依頼文 1
下の本文抜粋のうち「松原から加計に抜ける鉄の道」で始まる段落に出てくる地名（谷・山・峠の名を含む）を、重複なくすべて挙げよ。

本文抜粋
───

と転訛している」(「西中国山地」桑原良敏)。

 チュウダア谷には「仲代屋」の墓がある。

 松原から加計に抜ける鉄の道は、チュウダアの谷を通り、オオボウキ谷の鞍部に出て、大箒山東の鞍部を通り、尾根を南へ下り、加計へ下っていたが、サイの峠へ下りる馬道も鉄を運ぶ道の一つだったと思われる。

 これらの鉄山関係の諸物資の運送作業を農民たちが駄賃稼ぎとしておこなった。雪深い10月から3月頃を除いて4月から9月が運搬時期だった。

 黐小屋鑪(戸河内餅木)から松原経由で月ノ子鍛冶屋(加計)まで銑の駄賃銀額は0.85匁(10貫目につき)だった。

 鉄荷物は馬で運んだ。文政期(1804〜1830年には戸河内村で267匹の馬が飼育されていた。宝暦期(1751〜1764年)、松原だけで30匹の馬がいた。

───

データ内容
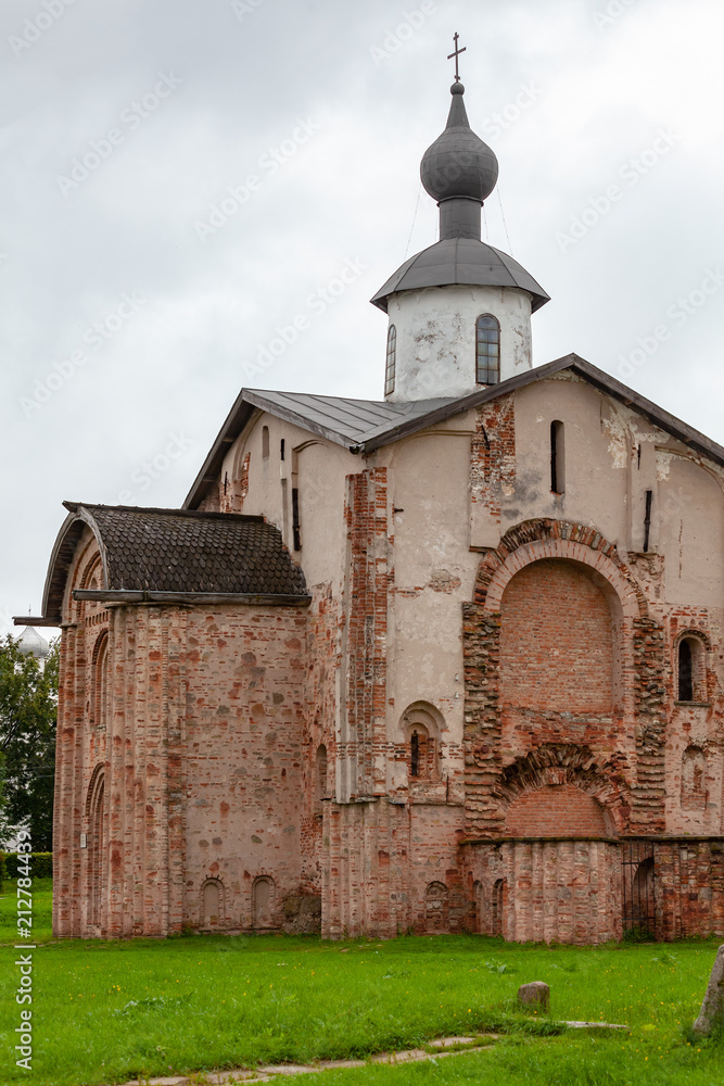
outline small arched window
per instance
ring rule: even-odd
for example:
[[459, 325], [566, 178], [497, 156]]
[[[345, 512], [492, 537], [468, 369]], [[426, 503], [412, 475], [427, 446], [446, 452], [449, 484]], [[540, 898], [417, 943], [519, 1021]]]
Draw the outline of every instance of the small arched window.
[[699, 637], [682, 637], [676, 648], [676, 700], [707, 700], [706, 654]]
[[678, 646], [678, 700], [694, 700], [694, 669], [691, 643], [682, 641]]
[[550, 424], [550, 490], [554, 494], [566, 493], [566, 437], [559, 418]]
[[252, 925], [272, 927], [276, 885], [270, 875], [259, 875], [252, 886]]
[[687, 747], [682, 759], [682, 809], [707, 807], [707, 756], [700, 747]]
[[500, 380], [500, 325], [484, 313], [475, 323], [475, 381], [497, 384]]
[[327, 747], [323, 743], [317, 748], [315, 775], [315, 798], [321, 806], [321, 800], [327, 795]]
[[106, 723], [109, 703], [109, 635], [104, 632], [96, 642], [93, 648], [93, 665], [91, 672], [91, 719], [97, 728]]
[[415, 702], [402, 718], [410, 784], [439, 780], [439, 745], [443, 718], [427, 702]]
[[388, 361], [384, 367], [384, 394], [395, 391], [395, 363], [397, 361], [397, 329], [390, 325], [388, 332]]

───

依頼文 2
上の記録の行を、一字も変えずにすべて出力せよ。画像は含めないこと。

回答 1
松原
加計
チュウダアの谷
オオボウキ谷
大箒山
サイの峠

回答 2
outline small arched window
per instance
ring rule: even-odd
for example:
[[459, 325], [566, 178], [497, 156]]
[[[345, 512], [492, 537], [468, 369]], [[426, 503], [412, 475], [427, 446], [446, 452], [449, 484]], [[540, 898], [417, 943], [519, 1021]]]
Draw the outline of every instance of the small arched window.
[[699, 637], [682, 637], [676, 648], [676, 700], [707, 700], [706, 654]]
[[678, 646], [678, 700], [694, 700], [694, 669], [691, 643], [682, 641]]
[[550, 424], [550, 490], [554, 494], [566, 493], [566, 437], [559, 418]]
[[252, 925], [272, 927], [276, 885], [270, 875], [259, 875], [252, 886]]
[[687, 747], [682, 759], [682, 809], [707, 807], [707, 756], [700, 747]]
[[500, 380], [500, 325], [484, 313], [475, 323], [475, 381], [497, 384]]
[[327, 747], [323, 743], [317, 748], [315, 775], [315, 798], [321, 806], [321, 800], [327, 795]]
[[106, 723], [109, 703], [109, 635], [104, 632], [96, 642], [93, 648], [93, 665], [91, 672], [91, 719], [97, 728]]
[[415, 702], [402, 718], [410, 784], [439, 780], [439, 745], [443, 718], [427, 702]]
[[388, 361], [384, 367], [384, 394], [395, 391], [395, 363], [397, 361], [397, 329], [390, 325], [388, 332]]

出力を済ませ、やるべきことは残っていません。